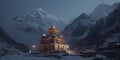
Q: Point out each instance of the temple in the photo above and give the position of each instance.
(52, 41)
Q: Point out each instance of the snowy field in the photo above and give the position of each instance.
(21, 57)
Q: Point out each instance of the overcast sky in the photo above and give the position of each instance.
(66, 9)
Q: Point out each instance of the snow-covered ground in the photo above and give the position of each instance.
(29, 57)
(20, 57)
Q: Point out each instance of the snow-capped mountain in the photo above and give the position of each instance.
(78, 28)
(38, 21)
(102, 10)
(85, 29)
(7, 43)
(27, 29)
(104, 31)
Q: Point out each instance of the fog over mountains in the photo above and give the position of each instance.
(101, 24)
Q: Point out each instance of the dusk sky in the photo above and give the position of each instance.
(67, 9)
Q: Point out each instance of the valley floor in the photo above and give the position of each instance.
(22, 57)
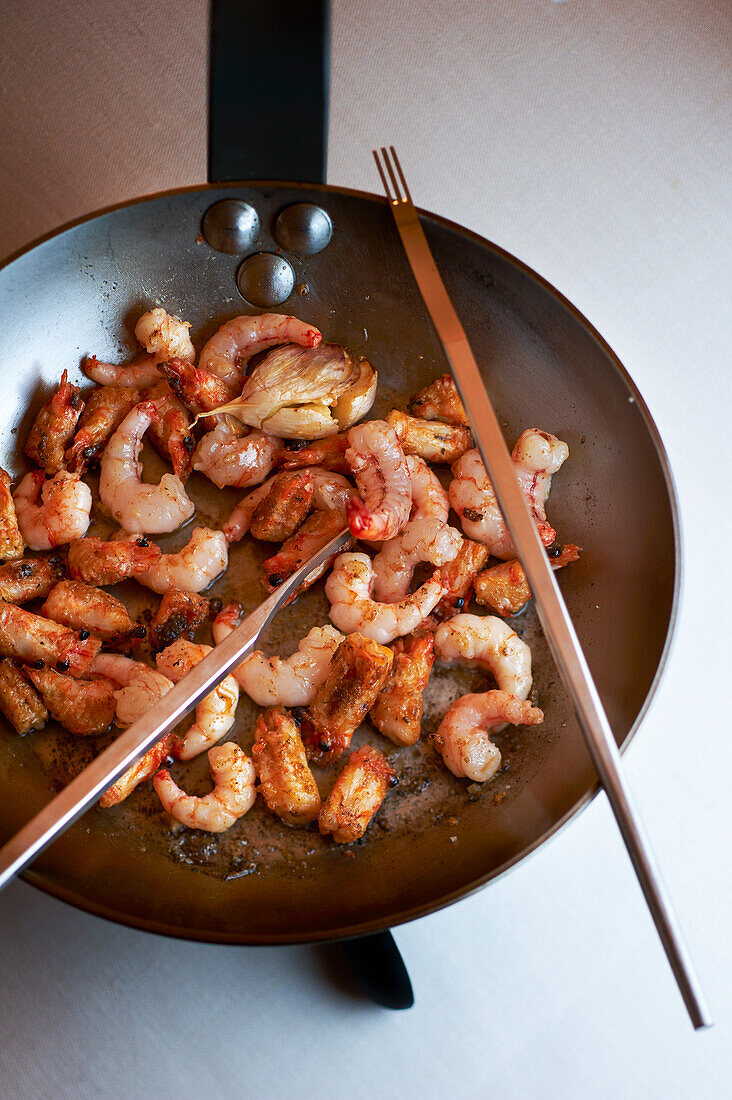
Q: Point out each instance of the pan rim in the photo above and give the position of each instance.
(412, 913)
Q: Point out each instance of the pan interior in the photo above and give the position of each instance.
(436, 837)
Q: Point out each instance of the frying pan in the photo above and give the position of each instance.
(436, 839)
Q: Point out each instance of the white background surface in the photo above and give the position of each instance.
(590, 139)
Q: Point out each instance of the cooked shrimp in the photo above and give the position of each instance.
(463, 737)
(504, 587)
(285, 506)
(439, 400)
(397, 711)
(19, 700)
(54, 427)
(537, 455)
(273, 681)
(11, 540)
(349, 591)
(82, 606)
(171, 432)
(135, 506)
(231, 454)
(179, 613)
(428, 497)
(428, 439)
(356, 674)
(95, 561)
(36, 640)
(63, 514)
(106, 408)
(215, 714)
(163, 337)
(382, 476)
(230, 349)
(328, 453)
(29, 579)
(233, 792)
(195, 567)
(286, 782)
(199, 391)
(488, 642)
(428, 540)
(356, 796)
(85, 707)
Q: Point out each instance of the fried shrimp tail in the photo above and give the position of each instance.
(286, 782)
(356, 674)
(53, 428)
(232, 796)
(357, 795)
(463, 738)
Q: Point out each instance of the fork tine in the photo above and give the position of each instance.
(383, 177)
(392, 174)
(401, 174)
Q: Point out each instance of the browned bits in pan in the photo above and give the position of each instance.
(30, 579)
(439, 400)
(428, 439)
(20, 703)
(106, 408)
(95, 561)
(85, 607)
(329, 453)
(145, 768)
(504, 587)
(357, 672)
(32, 638)
(11, 540)
(85, 707)
(285, 506)
(287, 785)
(397, 711)
(179, 614)
(172, 432)
(53, 428)
(357, 795)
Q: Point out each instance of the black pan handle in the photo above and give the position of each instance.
(379, 969)
(268, 113)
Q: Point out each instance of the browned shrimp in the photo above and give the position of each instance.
(397, 711)
(172, 432)
(40, 641)
(285, 506)
(357, 795)
(95, 561)
(106, 408)
(19, 701)
(145, 768)
(439, 400)
(85, 707)
(11, 540)
(356, 674)
(82, 606)
(428, 439)
(29, 579)
(53, 428)
(199, 391)
(504, 587)
(287, 785)
(179, 614)
(329, 453)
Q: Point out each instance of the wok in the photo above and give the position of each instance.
(79, 292)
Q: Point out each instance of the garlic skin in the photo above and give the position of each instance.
(305, 393)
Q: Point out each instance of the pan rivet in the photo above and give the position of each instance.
(304, 228)
(231, 226)
(265, 278)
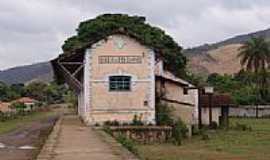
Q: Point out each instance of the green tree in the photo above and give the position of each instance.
(36, 90)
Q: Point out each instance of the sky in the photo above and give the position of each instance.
(33, 31)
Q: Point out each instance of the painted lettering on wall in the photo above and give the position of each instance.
(120, 59)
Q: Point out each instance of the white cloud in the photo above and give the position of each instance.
(33, 31)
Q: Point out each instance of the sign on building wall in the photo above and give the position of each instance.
(120, 59)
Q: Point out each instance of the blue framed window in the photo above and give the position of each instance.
(119, 83)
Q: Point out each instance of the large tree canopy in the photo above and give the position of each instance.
(93, 30)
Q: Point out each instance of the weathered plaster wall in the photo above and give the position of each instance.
(216, 113)
(250, 111)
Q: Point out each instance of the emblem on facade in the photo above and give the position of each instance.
(119, 42)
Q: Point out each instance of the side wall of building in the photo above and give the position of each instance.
(183, 104)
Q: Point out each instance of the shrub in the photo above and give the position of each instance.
(127, 143)
(163, 114)
(242, 127)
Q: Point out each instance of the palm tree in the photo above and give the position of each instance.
(255, 57)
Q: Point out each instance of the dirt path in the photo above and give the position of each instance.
(76, 141)
(29, 137)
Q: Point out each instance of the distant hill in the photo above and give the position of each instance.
(25, 74)
(220, 57)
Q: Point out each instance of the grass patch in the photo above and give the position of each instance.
(10, 125)
(222, 145)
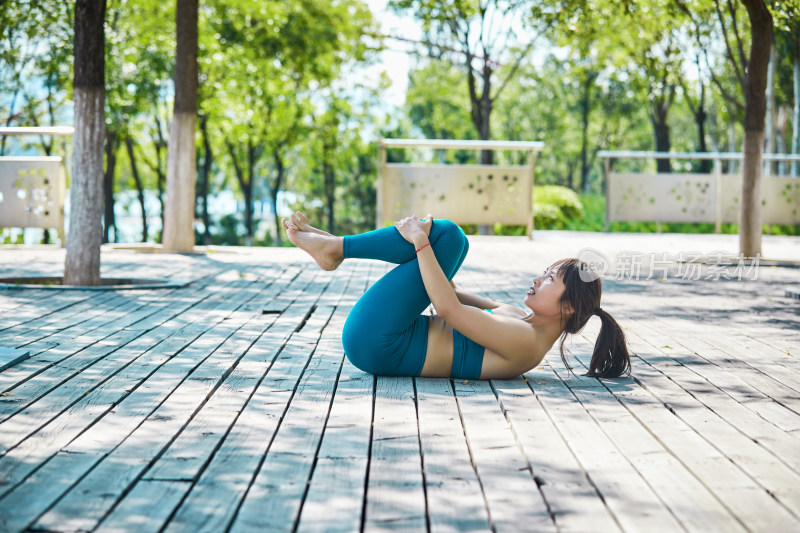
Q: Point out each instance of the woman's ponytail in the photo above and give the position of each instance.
(580, 301)
(610, 358)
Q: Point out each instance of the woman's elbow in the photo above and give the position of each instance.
(447, 309)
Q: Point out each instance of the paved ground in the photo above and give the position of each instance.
(229, 404)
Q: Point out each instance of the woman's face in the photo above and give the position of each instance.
(544, 295)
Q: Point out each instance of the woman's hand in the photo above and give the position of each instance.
(415, 230)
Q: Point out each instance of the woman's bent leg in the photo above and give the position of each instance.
(385, 332)
(386, 244)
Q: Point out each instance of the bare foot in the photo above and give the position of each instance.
(324, 248)
(300, 221)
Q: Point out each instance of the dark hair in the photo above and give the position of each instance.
(610, 358)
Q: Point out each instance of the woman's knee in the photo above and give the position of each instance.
(357, 345)
(450, 232)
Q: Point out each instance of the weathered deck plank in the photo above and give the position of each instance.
(229, 405)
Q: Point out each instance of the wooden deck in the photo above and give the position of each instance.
(228, 405)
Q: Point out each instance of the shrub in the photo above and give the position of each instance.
(555, 207)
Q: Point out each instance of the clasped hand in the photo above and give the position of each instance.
(414, 229)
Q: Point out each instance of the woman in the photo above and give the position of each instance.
(470, 337)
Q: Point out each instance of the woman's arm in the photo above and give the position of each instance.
(475, 300)
(503, 335)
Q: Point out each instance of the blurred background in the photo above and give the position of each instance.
(294, 94)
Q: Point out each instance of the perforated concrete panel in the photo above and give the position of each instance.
(697, 198)
(466, 194)
(31, 192)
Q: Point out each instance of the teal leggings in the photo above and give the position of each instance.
(385, 332)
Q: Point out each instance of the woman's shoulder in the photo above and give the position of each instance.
(508, 310)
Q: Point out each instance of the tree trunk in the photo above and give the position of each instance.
(796, 112)
(109, 221)
(181, 162)
(139, 187)
(82, 264)
(700, 118)
(204, 173)
(585, 106)
(329, 178)
(769, 128)
(248, 193)
(244, 185)
(159, 146)
(661, 131)
(755, 108)
(280, 169)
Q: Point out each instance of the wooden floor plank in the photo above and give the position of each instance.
(194, 409)
(146, 507)
(627, 495)
(455, 497)
(573, 500)
(395, 492)
(511, 493)
(23, 458)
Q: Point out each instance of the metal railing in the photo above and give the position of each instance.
(466, 194)
(716, 173)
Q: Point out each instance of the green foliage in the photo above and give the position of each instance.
(555, 206)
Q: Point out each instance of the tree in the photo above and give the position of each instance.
(181, 163)
(479, 36)
(82, 265)
(751, 73)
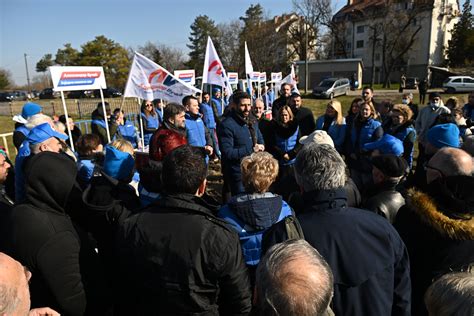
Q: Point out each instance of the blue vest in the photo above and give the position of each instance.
(218, 106)
(251, 241)
(401, 135)
(128, 132)
(22, 129)
(287, 144)
(207, 115)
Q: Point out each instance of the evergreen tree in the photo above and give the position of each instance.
(460, 50)
(201, 28)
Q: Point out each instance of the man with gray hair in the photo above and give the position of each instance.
(367, 257)
(293, 279)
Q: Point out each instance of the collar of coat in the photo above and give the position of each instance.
(428, 211)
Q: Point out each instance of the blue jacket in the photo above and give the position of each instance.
(128, 132)
(286, 145)
(207, 115)
(236, 142)
(195, 131)
(337, 132)
(368, 259)
(407, 134)
(251, 215)
(218, 104)
(366, 134)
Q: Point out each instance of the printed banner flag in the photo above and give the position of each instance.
(70, 78)
(276, 76)
(233, 77)
(214, 72)
(188, 76)
(148, 80)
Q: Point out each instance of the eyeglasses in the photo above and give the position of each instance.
(427, 166)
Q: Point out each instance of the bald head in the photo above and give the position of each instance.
(448, 162)
(14, 292)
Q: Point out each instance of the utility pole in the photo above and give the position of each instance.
(27, 74)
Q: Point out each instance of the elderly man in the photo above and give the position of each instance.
(293, 279)
(175, 256)
(437, 226)
(303, 116)
(239, 136)
(14, 291)
(367, 257)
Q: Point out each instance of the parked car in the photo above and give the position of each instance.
(108, 93)
(7, 96)
(80, 94)
(332, 87)
(49, 93)
(458, 84)
(412, 83)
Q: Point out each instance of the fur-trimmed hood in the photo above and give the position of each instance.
(431, 214)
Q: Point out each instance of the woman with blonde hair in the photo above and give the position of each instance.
(334, 123)
(253, 212)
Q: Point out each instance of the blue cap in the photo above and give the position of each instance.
(444, 135)
(388, 144)
(30, 109)
(43, 132)
(118, 164)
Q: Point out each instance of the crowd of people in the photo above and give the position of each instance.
(319, 216)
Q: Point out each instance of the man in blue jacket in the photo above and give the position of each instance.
(366, 255)
(239, 136)
(196, 133)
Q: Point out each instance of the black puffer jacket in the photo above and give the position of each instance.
(386, 201)
(66, 270)
(438, 230)
(176, 258)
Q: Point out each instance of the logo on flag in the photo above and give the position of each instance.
(148, 80)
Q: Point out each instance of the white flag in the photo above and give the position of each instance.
(214, 72)
(149, 81)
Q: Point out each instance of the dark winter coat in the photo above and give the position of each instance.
(438, 230)
(98, 126)
(237, 138)
(368, 259)
(177, 258)
(385, 201)
(66, 270)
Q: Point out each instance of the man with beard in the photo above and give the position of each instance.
(173, 128)
(239, 136)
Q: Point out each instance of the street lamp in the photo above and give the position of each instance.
(292, 18)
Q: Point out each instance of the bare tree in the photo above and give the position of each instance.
(229, 44)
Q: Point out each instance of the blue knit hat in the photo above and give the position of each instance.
(30, 109)
(118, 164)
(444, 135)
(388, 144)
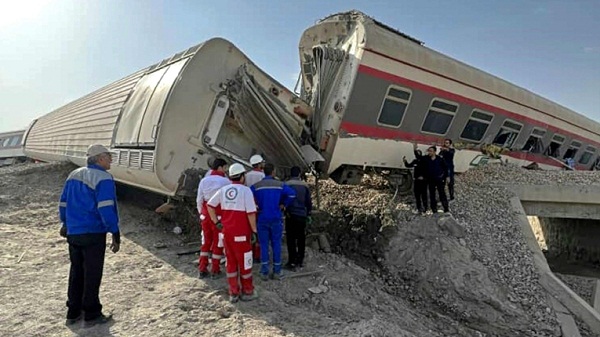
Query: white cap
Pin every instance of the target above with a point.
(236, 169)
(96, 149)
(256, 159)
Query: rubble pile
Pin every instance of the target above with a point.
(485, 277)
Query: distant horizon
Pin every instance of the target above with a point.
(79, 61)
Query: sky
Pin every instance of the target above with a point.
(55, 51)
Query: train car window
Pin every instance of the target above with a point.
(587, 155)
(439, 117)
(508, 134)
(394, 106)
(477, 125)
(14, 141)
(534, 143)
(553, 149)
(572, 151)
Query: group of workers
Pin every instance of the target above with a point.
(241, 213)
(432, 173)
(243, 216)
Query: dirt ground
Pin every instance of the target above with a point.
(154, 292)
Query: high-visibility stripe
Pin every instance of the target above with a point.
(106, 203)
(269, 188)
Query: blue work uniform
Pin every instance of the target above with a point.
(270, 194)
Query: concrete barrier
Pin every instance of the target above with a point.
(596, 296)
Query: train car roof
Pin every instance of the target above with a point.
(11, 133)
(389, 41)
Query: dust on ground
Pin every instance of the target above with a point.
(400, 274)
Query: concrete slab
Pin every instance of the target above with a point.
(596, 296)
(575, 202)
(532, 244)
(567, 325)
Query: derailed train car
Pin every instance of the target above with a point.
(164, 123)
(375, 91)
(11, 150)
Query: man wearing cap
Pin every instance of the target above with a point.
(238, 223)
(271, 197)
(88, 210)
(211, 244)
(257, 173)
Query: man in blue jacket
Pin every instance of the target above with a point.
(88, 210)
(271, 196)
(437, 176)
(297, 217)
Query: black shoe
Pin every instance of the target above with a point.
(249, 297)
(71, 321)
(102, 319)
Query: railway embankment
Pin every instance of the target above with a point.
(471, 273)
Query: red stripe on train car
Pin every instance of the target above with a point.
(476, 104)
(385, 133)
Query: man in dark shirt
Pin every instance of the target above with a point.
(420, 182)
(297, 217)
(447, 152)
(437, 175)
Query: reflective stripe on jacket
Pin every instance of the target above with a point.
(88, 203)
(269, 195)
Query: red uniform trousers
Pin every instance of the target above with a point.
(236, 246)
(210, 247)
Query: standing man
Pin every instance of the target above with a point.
(420, 181)
(88, 210)
(211, 245)
(271, 196)
(447, 152)
(298, 216)
(239, 230)
(257, 174)
(437, 175)
(252, 178)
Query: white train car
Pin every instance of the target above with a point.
(164, 123)
(375, 91)
(11, 149)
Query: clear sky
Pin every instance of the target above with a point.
(55, 51)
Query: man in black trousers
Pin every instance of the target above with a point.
(297, 217)
(447, 152)
(420, 181)
(437, 175)
(88, 210)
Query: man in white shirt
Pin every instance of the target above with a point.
(213, 243)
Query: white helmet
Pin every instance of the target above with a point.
(256, 159)
(236, 169)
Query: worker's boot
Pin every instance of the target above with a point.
(249, 297)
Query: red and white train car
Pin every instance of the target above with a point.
(376, 91)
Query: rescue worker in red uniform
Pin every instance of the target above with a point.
(212, 243)
(238, 223)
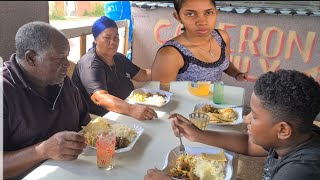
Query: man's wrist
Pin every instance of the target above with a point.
(239, 73)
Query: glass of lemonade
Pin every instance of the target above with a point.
(105, 144)
(201, 120)
(199, 88)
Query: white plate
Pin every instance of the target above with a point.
(238, 109)
(153, 91)
(174, 153)
(135, 127)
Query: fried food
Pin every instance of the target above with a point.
(149, 98)
(196, 167)
(219, 115)
(124, 134)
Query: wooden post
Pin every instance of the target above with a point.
(126, 37)
(83, 45)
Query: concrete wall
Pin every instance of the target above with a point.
(14, 14)
(259, 42)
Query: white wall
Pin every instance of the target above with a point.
(14, 14)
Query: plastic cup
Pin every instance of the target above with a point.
(105, 150)
(201, 120)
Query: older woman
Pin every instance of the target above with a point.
(104, 76)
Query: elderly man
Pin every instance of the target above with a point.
(42, 109)
(104, 76)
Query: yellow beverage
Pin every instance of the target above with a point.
(200, 88)
(105, 150)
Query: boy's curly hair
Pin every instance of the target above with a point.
(290, 96)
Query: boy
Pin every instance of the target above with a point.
(284, 105)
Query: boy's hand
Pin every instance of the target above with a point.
(183, 127)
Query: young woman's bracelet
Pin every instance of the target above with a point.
(235, 77)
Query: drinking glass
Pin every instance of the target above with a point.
(105, 150)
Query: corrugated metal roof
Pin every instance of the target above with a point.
(310, 8)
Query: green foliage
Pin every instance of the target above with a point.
(97, 11)
(55, 16)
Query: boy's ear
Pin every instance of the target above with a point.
(176, 16)
(30, 57)
(284, 131)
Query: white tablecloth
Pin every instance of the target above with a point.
(151, 148)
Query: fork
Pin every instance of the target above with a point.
(244, 106)
(181, 147)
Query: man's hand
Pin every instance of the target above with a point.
(183, 127)
(242, 76)
(155, 174)
(66, 145)
(142, 112)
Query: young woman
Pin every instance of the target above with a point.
(201, 52)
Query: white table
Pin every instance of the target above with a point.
(151, 148)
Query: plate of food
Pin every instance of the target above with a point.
(126, 135)
(199, 163)
(220, 115)
(149, 97)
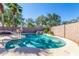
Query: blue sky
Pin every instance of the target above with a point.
(65, 10)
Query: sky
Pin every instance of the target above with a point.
(67, 11)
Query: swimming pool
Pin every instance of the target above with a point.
(42, 41)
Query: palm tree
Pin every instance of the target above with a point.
(2, 13)
(16, 11)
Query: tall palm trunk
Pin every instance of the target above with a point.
(2, 20)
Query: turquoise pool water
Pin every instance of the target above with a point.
(36, 41)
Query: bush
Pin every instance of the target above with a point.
(46, 30)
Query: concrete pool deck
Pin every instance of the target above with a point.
(70, 49)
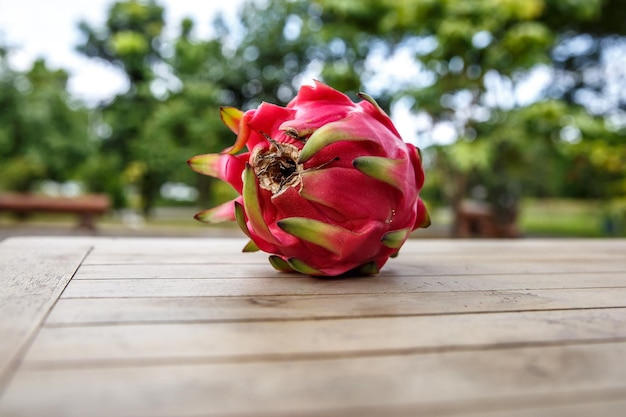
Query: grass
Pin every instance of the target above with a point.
(565, 218)
(538, 218)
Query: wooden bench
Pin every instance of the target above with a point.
(477, 219)
(87, 207)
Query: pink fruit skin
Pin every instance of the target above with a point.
(329, 184)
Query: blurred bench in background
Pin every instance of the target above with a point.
(86, 207)
(477, 219)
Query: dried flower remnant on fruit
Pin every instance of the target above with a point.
(327, 186)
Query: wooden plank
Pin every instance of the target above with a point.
(82, 311)
(209, 250)
(385, 283)
(56, 346)
(409, 267)
(32, 276)
(524, 377)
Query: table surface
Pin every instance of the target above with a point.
(193, 327)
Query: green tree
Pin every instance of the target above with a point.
(473, 56)
(131, 41)
(43, 134)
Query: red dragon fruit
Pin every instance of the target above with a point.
(327, 186)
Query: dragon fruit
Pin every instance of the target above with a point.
(327, 186)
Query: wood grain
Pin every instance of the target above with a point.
(426, 384)
(32, 276)
(193, 327)
(320, 338)
(91, 311)
(385, 283)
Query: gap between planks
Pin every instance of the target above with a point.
(552, 373)
(94, 311)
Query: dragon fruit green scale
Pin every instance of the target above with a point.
(326, 186)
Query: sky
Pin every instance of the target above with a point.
(49, 29)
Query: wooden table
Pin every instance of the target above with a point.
(193, 327)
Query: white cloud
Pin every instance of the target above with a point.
(49, 29)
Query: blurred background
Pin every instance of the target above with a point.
(519, 106)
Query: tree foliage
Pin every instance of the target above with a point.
(464, 65)
(43, 135)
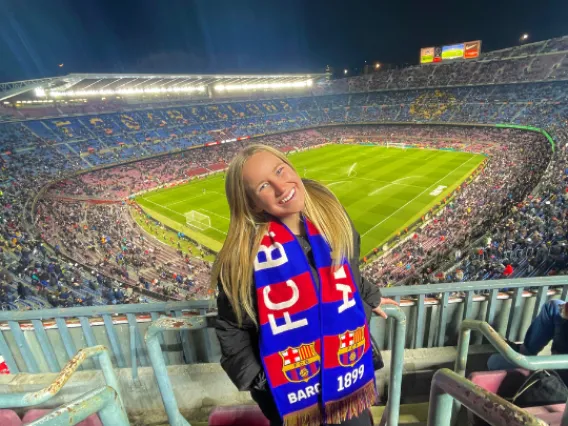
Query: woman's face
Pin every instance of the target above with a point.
(273, 186)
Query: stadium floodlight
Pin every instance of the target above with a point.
(107, 92)
(256, 86)
(197, 220)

====

From the entries above, write out only the lines starting at the line that holds "Query: reflective stripe on jacket" and ending at the line that holds "Query: white train car", keeping both and matching them exactly.

Query: reflective stripe on jacket
Pin every instance of the target above with a point.
(88, 203)
(269, 195)
Query: red uniform trousers
Pin every instance of the target above with a point.
(236, 246)
(210, 247)
Query: standing man
Pin every instance of the target above with a point.
(420, 181)
(88, 210)
(211, 245)
(271, 196)
(447, 152)
(298, 216)
(239, 230)
(257, 174)
(437, 175)
(252, 178)
Query: white train car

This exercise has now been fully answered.